GIVEN DATA:
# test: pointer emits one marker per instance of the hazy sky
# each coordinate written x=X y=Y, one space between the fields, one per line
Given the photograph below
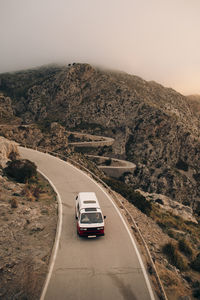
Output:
x=155 y=39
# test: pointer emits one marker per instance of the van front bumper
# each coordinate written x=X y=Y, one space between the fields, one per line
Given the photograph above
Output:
x=90 y=231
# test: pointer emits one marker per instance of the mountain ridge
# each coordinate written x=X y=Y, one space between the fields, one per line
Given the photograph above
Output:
x=153 y=126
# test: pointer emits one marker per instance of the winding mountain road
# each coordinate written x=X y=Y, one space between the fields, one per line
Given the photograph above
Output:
x=107 y=267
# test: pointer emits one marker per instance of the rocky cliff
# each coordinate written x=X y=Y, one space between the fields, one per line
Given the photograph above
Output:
x=8 y=150
x=153 y=126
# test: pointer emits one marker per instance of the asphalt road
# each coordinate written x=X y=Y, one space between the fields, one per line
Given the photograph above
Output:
x=89 y=269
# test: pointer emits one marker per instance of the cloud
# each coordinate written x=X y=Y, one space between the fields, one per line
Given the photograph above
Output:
x=155 y=39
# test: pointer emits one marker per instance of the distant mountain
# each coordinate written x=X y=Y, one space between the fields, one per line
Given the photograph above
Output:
x=153 y=126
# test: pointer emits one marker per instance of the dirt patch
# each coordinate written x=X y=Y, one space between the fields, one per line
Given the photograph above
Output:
x=28 y=218
x=177 y=285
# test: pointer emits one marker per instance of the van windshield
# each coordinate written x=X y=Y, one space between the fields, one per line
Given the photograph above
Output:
x=89 y=218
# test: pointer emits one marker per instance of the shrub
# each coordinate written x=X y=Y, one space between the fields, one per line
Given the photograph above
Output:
x=185 y=247
x=195 y=264
x=181 y=165
x=108 y=162
x=174 y=257
x=14 y=203
x=21 y=170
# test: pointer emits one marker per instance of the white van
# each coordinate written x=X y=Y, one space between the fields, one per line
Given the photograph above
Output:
x=90 y=221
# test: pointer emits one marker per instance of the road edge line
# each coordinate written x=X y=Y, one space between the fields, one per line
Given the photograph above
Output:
x=149 y=287
x=56 y=241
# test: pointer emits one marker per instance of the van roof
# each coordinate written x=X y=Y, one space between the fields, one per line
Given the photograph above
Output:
x=88 y=200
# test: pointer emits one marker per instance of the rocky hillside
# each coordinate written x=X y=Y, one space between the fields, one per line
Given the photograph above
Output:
x=153 y=126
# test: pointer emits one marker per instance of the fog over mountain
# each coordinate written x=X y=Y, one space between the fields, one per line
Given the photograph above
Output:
x=157 y=40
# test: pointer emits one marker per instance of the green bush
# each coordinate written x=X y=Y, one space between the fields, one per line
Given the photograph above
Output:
x=181 y=165
x=21 y=170
x=185 y=247
x=195 y=265
x=174 y=257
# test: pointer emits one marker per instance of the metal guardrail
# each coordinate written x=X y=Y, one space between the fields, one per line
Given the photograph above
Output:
x=73 y=162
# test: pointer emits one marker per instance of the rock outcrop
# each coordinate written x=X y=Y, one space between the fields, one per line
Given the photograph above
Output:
x=8 y=150
x=153 y=127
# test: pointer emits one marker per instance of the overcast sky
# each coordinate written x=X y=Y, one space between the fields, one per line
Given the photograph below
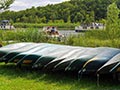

TASK DETAILS: Pull every line from the data above that contains the word "rocky" and copy each one as it stands.

RESULT FOR THIS TASK:
# test: pointer emits one marker per instance of the rocky cliff
# test: pointer emits one marker per instance of the rocky hillside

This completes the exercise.